Exercise requirements
The answer must consist of every line in the records below that contains the string "microphone".

== Segment start ==

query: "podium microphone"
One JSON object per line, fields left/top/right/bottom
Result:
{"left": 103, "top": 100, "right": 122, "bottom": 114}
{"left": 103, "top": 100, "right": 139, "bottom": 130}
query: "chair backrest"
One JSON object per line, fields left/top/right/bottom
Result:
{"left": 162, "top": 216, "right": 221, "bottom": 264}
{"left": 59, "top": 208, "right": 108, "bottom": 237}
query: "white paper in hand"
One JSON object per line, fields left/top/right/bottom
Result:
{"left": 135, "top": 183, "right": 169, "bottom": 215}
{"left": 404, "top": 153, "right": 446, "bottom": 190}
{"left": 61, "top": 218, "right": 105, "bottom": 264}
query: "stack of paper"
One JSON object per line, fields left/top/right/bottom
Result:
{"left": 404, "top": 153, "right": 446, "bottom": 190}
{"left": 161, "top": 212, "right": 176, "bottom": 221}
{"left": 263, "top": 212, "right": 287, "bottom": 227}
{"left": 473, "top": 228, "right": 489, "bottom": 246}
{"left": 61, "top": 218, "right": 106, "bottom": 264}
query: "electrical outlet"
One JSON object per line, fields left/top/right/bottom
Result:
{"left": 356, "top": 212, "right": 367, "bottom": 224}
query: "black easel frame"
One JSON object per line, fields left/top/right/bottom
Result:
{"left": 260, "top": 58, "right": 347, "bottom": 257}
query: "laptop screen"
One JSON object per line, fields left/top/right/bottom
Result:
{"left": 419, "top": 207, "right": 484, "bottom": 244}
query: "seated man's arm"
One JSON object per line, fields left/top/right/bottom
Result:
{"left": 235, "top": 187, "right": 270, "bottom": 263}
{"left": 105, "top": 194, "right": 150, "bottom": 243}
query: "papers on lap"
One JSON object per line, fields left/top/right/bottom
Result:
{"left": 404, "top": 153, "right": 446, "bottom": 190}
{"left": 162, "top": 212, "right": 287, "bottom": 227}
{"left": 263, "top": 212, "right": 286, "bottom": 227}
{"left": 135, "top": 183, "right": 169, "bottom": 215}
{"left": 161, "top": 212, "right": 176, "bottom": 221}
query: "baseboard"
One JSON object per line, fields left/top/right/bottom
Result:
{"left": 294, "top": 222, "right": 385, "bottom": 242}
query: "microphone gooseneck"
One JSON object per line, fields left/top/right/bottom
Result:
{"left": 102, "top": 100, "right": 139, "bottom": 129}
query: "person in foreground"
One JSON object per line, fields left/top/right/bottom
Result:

== Segment end ==
== Segment start ==

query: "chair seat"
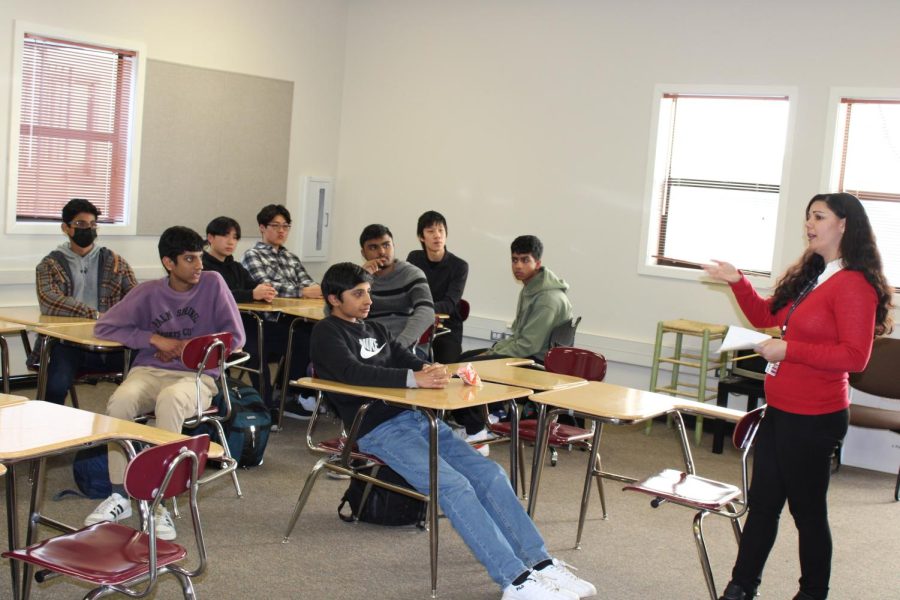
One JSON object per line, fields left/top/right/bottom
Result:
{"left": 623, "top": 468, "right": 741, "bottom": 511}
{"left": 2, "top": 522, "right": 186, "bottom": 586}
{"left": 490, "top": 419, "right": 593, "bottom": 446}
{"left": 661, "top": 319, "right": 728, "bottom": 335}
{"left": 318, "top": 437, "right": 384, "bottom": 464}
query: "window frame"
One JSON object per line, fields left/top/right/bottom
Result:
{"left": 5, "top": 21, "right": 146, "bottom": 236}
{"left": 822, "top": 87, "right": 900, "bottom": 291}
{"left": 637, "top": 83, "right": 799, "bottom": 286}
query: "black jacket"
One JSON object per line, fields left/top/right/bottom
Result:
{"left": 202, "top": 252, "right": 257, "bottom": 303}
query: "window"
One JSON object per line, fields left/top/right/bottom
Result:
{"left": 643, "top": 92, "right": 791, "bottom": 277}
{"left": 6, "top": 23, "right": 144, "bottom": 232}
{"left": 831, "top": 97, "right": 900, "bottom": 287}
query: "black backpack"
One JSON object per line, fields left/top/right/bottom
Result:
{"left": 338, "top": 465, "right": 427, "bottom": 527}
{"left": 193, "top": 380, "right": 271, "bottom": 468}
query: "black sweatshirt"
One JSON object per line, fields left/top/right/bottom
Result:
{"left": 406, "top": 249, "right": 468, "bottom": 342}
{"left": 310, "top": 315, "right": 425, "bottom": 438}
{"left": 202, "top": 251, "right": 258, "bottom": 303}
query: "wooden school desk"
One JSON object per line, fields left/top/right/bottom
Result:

== Segment end ==

Written reply
query: "podium microphone"
query: "microphone gooseneck"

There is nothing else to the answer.